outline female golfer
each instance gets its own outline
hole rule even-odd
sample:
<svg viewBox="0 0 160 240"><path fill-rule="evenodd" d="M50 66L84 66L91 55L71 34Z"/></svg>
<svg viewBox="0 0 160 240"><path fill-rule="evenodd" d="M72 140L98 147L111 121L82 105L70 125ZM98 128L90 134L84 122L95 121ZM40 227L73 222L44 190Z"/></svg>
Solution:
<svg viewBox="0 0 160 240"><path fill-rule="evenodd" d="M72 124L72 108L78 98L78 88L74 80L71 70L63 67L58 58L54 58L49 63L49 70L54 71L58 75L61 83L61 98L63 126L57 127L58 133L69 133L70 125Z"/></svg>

+ + + +

TASK REQUIREMENTS:
With nothing left out, print the data above exactly.

TASK RESULT:
outline female golfer
each instance gets its own outline
hole rule even-odd
sample:
<svg viewBox="0 0 160 240"><path fill-rule="evenodd" d="M50 66L84 66L91 55L71 34Z"/></svg>
<svg viewBox="0 0 160 240"><path fill-rule="evenodd" d="M72 140L98 147L111 121L82 105L70 125ZM98 128L90 134L84 122L95 121ZM40 227L73 222L44 190Z"/></svg>
Solution:
<svg viewBox="0 0 160 240"><path fill-rule="evenodd" d="M72 124L72 108L78 98L78 88L74 80L71 70L63 67L58 58L54 58L49 63L49 70L54 71L58 75L61 83L61 98L63 126L57 127L58 133L69 133L70 125Z"/></svg>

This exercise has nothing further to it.